Copy the entries word for word, starting at the beginning of the entries and ending at the line containing "(457, 1062)", with both ends included. Leave the pictures out of your answer.

INPUT MATERIAL.
┌──

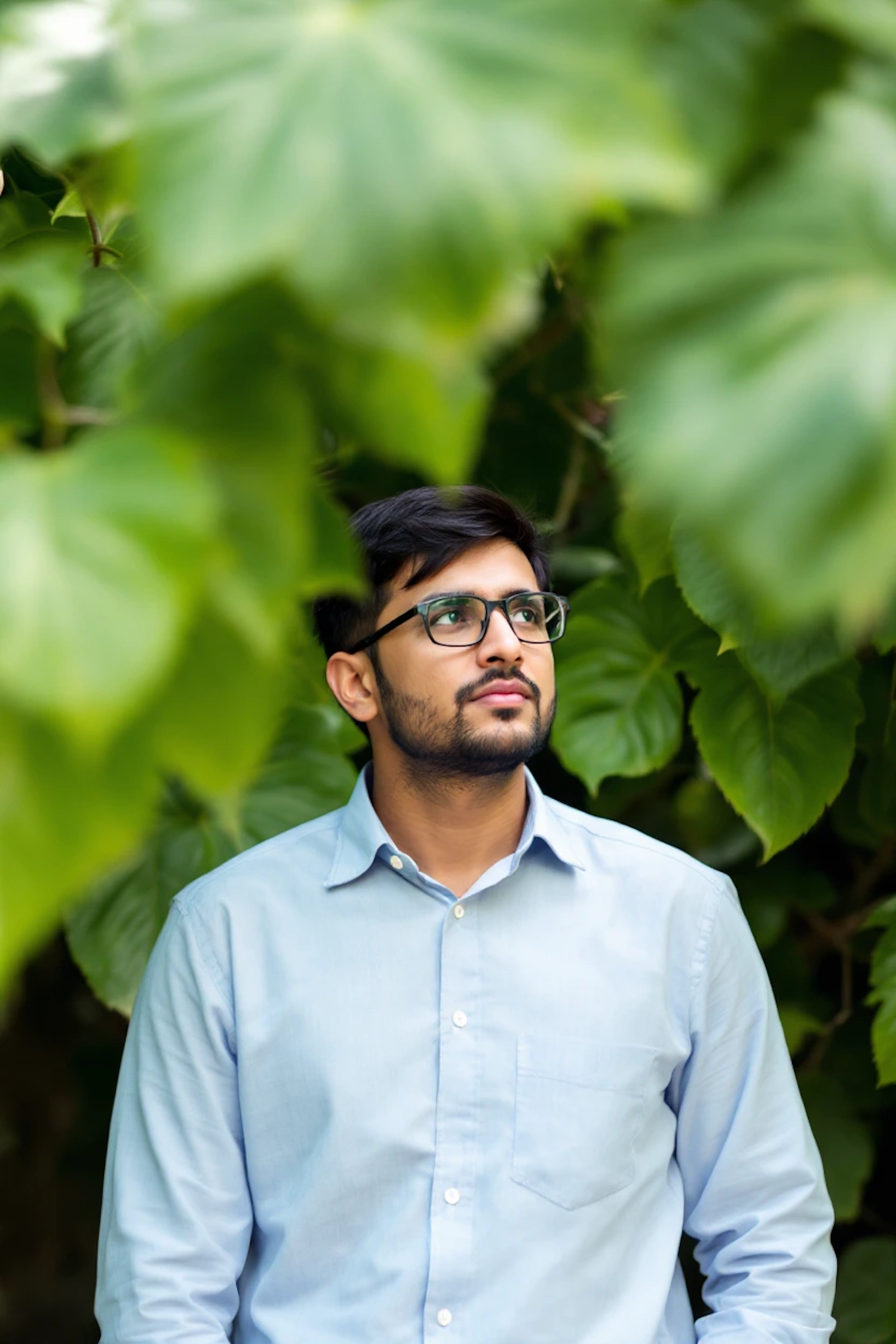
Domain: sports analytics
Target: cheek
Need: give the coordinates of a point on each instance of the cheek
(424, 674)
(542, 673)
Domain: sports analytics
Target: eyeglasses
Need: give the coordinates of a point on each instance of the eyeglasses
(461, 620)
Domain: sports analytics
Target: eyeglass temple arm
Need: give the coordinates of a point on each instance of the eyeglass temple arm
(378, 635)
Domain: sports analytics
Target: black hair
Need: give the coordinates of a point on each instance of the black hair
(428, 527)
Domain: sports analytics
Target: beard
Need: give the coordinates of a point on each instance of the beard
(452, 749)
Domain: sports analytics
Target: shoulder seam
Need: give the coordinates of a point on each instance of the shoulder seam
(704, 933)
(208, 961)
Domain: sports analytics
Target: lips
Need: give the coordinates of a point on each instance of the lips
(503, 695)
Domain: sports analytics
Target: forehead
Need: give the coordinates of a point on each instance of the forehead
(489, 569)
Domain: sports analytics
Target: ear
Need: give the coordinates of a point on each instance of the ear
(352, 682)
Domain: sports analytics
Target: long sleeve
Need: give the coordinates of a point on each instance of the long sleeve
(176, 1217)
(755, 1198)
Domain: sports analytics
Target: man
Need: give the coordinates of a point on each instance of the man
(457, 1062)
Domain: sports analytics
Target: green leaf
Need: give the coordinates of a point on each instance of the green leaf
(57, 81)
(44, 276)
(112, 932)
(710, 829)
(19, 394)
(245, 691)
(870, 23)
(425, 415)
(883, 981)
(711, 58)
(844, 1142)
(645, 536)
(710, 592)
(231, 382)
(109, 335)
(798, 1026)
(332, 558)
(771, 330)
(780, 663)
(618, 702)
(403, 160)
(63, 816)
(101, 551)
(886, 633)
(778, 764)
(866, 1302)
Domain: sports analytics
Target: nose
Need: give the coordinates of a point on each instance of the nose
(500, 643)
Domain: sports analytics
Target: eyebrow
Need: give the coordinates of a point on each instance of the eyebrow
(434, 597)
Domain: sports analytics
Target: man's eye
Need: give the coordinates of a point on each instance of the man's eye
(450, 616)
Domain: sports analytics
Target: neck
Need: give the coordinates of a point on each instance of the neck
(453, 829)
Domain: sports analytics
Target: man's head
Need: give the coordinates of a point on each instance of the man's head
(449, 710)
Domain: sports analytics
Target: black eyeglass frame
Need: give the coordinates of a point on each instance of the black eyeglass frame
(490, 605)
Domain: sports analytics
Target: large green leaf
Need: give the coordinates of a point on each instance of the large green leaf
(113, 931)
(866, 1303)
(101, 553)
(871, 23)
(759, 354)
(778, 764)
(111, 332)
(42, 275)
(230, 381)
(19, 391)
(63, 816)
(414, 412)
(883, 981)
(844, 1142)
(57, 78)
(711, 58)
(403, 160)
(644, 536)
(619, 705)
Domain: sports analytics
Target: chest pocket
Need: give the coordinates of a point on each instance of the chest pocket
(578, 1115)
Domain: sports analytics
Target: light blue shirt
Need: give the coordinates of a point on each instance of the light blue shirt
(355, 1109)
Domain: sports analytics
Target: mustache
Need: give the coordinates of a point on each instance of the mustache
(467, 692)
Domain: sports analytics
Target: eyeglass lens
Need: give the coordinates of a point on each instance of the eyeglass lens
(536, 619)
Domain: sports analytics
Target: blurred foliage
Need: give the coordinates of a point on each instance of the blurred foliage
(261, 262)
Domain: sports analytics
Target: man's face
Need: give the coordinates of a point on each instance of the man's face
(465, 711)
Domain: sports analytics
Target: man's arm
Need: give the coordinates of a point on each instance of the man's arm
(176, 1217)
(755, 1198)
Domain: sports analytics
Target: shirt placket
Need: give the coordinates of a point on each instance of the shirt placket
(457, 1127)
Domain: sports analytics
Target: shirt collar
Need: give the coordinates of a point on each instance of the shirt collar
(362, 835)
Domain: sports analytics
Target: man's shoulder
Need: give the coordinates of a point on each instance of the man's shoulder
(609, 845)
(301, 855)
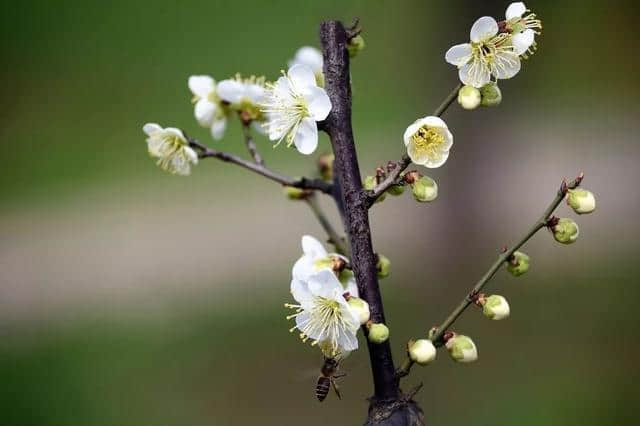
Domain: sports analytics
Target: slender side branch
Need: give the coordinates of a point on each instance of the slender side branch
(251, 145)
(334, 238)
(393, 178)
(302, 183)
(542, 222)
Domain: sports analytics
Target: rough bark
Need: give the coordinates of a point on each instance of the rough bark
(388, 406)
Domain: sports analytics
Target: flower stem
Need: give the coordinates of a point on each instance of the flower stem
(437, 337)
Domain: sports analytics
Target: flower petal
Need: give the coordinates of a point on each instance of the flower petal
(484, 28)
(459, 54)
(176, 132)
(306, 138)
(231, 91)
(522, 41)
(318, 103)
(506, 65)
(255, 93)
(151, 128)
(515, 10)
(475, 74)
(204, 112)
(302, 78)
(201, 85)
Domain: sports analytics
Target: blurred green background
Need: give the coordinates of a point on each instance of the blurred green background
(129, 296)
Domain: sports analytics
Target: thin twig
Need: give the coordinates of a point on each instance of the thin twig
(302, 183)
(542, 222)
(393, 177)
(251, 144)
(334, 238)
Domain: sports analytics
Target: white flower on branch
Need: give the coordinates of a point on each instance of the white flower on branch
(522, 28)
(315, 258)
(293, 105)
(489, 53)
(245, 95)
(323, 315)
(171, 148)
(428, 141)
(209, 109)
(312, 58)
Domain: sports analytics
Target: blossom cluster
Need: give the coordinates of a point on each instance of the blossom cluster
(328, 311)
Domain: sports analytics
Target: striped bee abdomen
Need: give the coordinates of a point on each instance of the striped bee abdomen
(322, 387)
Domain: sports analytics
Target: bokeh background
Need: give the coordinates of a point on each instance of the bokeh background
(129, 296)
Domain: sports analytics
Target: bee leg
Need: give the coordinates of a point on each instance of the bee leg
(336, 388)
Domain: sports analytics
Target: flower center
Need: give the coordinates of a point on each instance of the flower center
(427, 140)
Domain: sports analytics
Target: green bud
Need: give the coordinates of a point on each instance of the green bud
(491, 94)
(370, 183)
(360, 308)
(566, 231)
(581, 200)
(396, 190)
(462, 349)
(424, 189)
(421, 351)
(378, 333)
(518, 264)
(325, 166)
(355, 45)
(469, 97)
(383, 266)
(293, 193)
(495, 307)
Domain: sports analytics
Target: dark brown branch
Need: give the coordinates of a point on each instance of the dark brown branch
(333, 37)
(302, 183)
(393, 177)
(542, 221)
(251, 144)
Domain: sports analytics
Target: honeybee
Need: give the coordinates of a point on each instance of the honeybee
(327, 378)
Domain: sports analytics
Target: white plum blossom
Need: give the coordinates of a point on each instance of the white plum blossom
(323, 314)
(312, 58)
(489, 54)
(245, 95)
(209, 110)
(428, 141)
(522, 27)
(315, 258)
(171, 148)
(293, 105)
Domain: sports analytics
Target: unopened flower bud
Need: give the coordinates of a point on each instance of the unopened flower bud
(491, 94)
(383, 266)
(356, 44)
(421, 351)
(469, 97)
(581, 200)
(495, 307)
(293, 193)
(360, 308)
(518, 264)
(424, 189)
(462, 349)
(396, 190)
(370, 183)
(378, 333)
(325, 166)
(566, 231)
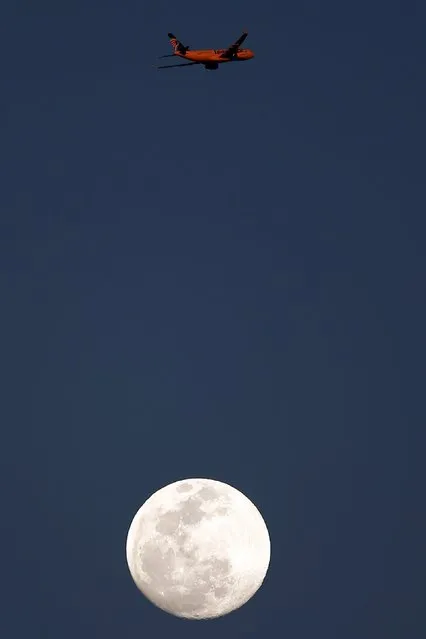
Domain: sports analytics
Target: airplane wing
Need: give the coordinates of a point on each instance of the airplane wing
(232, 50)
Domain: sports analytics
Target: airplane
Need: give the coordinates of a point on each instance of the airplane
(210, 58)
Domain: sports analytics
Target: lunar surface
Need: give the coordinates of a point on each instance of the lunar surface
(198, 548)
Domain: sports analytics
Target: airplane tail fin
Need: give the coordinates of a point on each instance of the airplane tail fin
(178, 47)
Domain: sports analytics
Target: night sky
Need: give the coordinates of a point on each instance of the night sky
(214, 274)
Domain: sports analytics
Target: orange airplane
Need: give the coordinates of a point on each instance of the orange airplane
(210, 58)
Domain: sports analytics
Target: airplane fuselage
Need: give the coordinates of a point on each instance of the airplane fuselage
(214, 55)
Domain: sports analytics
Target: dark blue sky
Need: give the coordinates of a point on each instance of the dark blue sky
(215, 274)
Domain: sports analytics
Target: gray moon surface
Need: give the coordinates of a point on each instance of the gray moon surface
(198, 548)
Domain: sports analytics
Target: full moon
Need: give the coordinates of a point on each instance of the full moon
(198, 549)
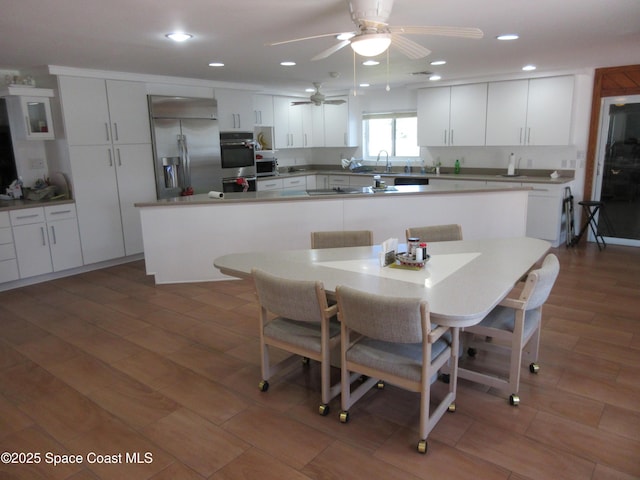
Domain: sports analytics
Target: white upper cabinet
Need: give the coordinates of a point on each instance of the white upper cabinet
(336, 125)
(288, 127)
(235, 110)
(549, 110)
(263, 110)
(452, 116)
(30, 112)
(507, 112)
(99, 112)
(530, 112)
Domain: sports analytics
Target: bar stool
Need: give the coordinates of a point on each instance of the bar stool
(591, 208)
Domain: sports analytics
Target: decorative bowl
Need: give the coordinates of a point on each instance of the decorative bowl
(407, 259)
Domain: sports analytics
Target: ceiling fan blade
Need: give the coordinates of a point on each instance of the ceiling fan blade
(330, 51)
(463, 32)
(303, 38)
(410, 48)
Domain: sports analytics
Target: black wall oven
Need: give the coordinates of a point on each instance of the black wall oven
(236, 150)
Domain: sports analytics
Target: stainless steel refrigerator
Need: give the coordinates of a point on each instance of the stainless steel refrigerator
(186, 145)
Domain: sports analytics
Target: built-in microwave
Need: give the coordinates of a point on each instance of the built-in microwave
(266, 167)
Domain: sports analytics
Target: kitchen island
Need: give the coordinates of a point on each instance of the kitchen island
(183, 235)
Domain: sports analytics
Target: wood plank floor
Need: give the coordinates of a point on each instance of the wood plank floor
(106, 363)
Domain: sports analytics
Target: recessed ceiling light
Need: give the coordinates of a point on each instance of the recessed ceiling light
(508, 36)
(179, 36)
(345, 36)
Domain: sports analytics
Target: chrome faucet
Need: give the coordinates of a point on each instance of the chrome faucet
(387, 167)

└──

OUTPUT BELOW.
Domain: sports analytics
Target: cheek
Need: give the coordinates of a point on each instance of the cheek
(424, 674)
(542, 673)
Domain: sports analytics
Target: eyeglasses
Need: give the coordinates of a point on each instance of the eyeglasses
(461, 620)
Domain: sports analytics
Target: eyeglass temple arm
Need: give the coordinates of a point on each instance of the eyeglass temple arm
(378, 635)
Domain: sports analytics
Target: black hair
Need: give the coordinates of a point on each instance of the black hair
(428, 527)
Domain: sports analytics
Target: beard
Need: give the coordinates of a point on each instance of the beard
(452, 749)
Domain: sports analytics
Target: shoulder seam
Need: give the coordinates of a point on each instance of the shoulder seam
(704, 933)
(208, 961)
Domain: sports analytics
Target: lips
Need: give the coordinates of a point on each instance of the lips
(503, 695)
Domain: sports analytics
Target: forehead
Need: give the coordinates of a point on each instance of the forehead
(489, 569)
Domain: sports analytics
Target: ear
Need: give the coordinates of a point on each instance of the ear
(352, 682)
Domain: sports analytics
Target: long sleeve
Need: give the coordinates of a point on each instance of the long sleeve
(176, 1217)
(755, 1198)
Domain: sports analytics
Target: man
Need: give the coordinates of a point on each instance of the man
(457, 1062)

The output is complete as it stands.